→ **What is expected**: Please retype all of the records below, line for line, without changing anything.

→ **Exercise materials**:
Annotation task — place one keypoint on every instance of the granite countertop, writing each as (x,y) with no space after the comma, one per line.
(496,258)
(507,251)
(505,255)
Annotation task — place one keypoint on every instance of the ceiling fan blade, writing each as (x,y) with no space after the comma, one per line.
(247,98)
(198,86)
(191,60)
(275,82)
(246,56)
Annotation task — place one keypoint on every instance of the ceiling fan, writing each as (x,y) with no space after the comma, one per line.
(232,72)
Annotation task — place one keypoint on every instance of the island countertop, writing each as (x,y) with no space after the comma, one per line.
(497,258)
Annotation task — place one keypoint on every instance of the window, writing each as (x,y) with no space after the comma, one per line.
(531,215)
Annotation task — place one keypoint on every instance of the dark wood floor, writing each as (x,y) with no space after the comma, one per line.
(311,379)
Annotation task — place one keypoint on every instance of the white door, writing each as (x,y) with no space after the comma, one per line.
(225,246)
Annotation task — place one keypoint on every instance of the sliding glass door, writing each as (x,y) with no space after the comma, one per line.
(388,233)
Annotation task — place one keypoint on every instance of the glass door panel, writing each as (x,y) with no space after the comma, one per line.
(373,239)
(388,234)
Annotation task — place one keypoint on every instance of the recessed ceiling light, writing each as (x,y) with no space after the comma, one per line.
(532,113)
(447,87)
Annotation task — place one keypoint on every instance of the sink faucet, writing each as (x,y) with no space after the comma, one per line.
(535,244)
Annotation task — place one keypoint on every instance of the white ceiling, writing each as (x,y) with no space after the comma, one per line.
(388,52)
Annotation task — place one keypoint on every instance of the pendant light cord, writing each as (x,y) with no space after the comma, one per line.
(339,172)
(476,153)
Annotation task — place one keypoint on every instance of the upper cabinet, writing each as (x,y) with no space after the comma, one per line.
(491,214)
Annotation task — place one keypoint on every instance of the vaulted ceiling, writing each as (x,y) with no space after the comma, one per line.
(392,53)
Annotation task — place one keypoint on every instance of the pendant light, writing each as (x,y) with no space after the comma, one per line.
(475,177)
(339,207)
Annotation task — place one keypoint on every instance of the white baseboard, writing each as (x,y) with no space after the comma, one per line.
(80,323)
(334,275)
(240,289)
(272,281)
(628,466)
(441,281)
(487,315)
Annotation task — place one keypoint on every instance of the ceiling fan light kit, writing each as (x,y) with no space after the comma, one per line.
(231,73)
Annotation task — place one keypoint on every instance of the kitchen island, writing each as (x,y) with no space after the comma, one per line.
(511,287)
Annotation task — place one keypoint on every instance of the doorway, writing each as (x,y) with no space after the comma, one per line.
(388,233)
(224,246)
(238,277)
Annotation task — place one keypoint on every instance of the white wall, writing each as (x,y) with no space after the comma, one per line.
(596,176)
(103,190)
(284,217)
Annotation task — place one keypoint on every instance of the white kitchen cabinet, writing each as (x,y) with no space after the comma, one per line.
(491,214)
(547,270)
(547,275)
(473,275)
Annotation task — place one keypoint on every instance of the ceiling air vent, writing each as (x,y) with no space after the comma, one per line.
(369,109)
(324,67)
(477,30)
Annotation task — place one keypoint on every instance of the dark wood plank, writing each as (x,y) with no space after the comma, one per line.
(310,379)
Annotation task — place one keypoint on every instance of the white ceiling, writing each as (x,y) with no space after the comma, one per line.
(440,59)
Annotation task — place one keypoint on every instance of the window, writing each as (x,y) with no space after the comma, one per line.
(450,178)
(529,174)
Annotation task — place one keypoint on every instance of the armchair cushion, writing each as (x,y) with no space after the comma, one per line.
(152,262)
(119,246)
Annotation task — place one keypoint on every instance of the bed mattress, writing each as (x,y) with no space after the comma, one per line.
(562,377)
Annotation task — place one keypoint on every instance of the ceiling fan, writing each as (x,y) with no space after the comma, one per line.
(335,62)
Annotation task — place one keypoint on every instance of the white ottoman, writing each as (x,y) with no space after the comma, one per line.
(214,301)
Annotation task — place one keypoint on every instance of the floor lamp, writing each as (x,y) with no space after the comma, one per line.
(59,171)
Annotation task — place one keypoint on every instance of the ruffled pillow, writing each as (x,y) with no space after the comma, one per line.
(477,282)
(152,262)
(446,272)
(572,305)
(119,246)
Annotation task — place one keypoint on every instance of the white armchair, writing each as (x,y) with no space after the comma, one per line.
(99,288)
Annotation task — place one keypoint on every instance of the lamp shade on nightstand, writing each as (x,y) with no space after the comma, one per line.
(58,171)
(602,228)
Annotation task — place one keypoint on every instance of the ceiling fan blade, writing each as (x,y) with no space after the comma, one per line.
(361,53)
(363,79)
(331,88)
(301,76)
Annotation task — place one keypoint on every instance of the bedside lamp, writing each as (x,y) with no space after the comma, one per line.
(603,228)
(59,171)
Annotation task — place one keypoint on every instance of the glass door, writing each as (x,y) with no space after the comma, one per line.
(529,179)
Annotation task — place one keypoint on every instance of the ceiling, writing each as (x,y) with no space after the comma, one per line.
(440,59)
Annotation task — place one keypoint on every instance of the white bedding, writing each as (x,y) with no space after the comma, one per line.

→ **Expected answer**:
Annotation task — place one keypoint on every instance of the granite countertop, writing each as (x,y) with no space after the comma, one per line.
(496,258)
(507,251)
(505,255)
Annotation task — place one keypoint on every instance of the ceiling fan blade, writing each as (x,y) with no space after the comma, one per line.
(247,98)
(198,86)
(191,60)
(275,82)
(246,56)
Annotation task — place one keypoint on every instance of the ceiling fan, writing each as (x,y) with no space after the comma, one per line.
(232,72)
Annotation task — place one keypoint on every instance of the island countertop, writing each as (x,y) with no space after the comma, one per line.
(497,258)
Annotation task — place one keypoint on every instance of the window, writing each as (x,y) with no space after the comma, one per line.
(531,215)
Annotation task — place one keypoint on every instance of the dark wood floor, writing each as (x,y) with no space after the comma, one per line.
(311,379)
Annotation task — place one keypoint on every instance of the white door, writing each as (x,y) with no space after the comma, one per line.
(225,246)
Annotation task — place one keypoint on every instance of the sliding glass door, writing each as (x,y) with no space after the comma, one per line.
(388,233)
Annotation task — place one keypoint on every instance of the glass door panel, writing each as (x,y) with no space after the comma, one per line.
(373,239)
(388,234)
Annotation task — place one keypoint on every instance of the recessed ceiling light, writing each as (x,y) with no space after the comma, one per line.
(532,113)
(447,87)
Annotation task — place one keypoint on every instance of the sink faucet, writing each as (x,y) with no space after the comma, one per line.
(535,244)
Annotation task — place one keypoint on every instance of the white ceiling, writing each as (x,y) with no space after the comma, one per line.
(388,52)
Annotation task — place one keypoint on every instance of the pendant light cord, writing each as (x,y) with no space after the comma, one per line.
(339,172)
(476,153)
Annotation task — place one keypoint on every instance of the upper cabinet, writing each as (x,y) with no space after the comma, one per line.
(491,214)
Annotation task — place one keypoint on every instance of the vaulted ceiling, writing each as (x,y) with no space after the comma, one per line.
(392,53)
Annotation task — place one keypoint on every instance of the pendant light, writing each as (x,y) with no space after the comma, one per line.
(475,177)
(339,207)
Annotation task — place one keypoint on every instance of the white baseboard, writing each as (x,y) with no space after the comma, one per line.
(80,323)
(334,275)
(240,289)
(272,281)
(628,466)
(441,281)
(487,315)
Annotation task — place one keypoint on every instance of the ceiling fan light kit, writing each as (x,y) with no space after the comma, one per line.
(231,73)
Annotation task — place one keypoint on every instance of the kitchen island, writing each as (x,y) with no space after the comma, one per line.
(511,287)
Annotation task — place one keypoint on every instance of the doorway, writing each as (x,y) with no space after the comma, one per line.
(388,233)
(224,246)
(238,277)
Annotation task — place one keypoint on every instance of the white wall, writing each as (x,y) with no space after the comma, one per line.
(596,176)
(103,190)
(284,217)
Annotation task — place one keypoint on every instance of the white kitchen cabinet, writing each as (x,y) with no space after the comma, one per line.
(491,214)
(547,270)
(547,275)
(473,275)
Annotation task — place one keypoint on every instance of the ceiling air vent, writing each as (x,y) with no space after the comma, one per line.
(369,109)
(324,67)
(477,30)
Annotation task — place one keypoint on every instance of the dark wood plank, writing each as (x,y) with no space after the comma, one per line.
(310,379)
Annotation task — place one keypoint on every instance of the white ceiling, writing each as (x,y) with no space after the comma, one per line.
(440,59)
Annotation task — place one keypoint on every instance of the window, writing each as (x,y) with no space after the comma, one per line.
(450,178)
(529,174)
Annotation task — place one keypoint on every instance of the armchair cushion, writing each as (x,y) with no space after the comma, one per line.
(152,262)
(119,246)
Annotation task — place one keypoint on every instance of the bed mattress, writing each as (x,y) with no space after the comma, one per line.
(562,377)
Annotation task — place one keypoint on every instance of the ceiling fan, writing each as (x,y) with no space after the comma, one per line.
(335,62)
Annotation task — place one keypoint on every instance of the white ottoman, writing each as (x,y) with no space after the comma, one per line.
(214,301)
Annotation task — place one keypoint on every instance of the floor lamp, writing each as (x,y) with no space after the comma, one per line.
(59,171)
Annotation task — place one keypoint on every instance of the ruffled pillow, writing each as (x,y) with no space after the comma, one per line.
(477,282)
(152,262)
(446,272)
(572,305)
(119,246)
Annotation task — place one keypoint on every instance of the white armchair, writing each as (x,y) with no space after the comma, one per line.
(99,288)
Annotation task — place one keypoint on every instance of the lamp shade on nightstand, writing each as (x,y) with no space after the comma, one per line.
(58,171)
(602,228)
Annotation task — place one keypoint on every instance of the ceiling fan blade, writing each as (x,y) with no space after the comma, one per line.
(361,53)
(363,79)
(331,88)
(301,76)
Annotation task — place one keypoint on every instance of the bedside lamp, writing each as (x,y) with no space after the comma, one per line.
(603,228)
(59,171)
Annotation task — place one keypoint on every instance of the glass door, writing each as (x,y) with no space after the comma, one per line.
(529,179)
Annotation task — place one keypoint on every instance of the ceiling, writing each as (x,y) with no space after the comma, one per line.
(440,59)
Annotation task — place one keypoint on every instance of the white bedding, writing each as (x,y) with no space after the comma, one per line.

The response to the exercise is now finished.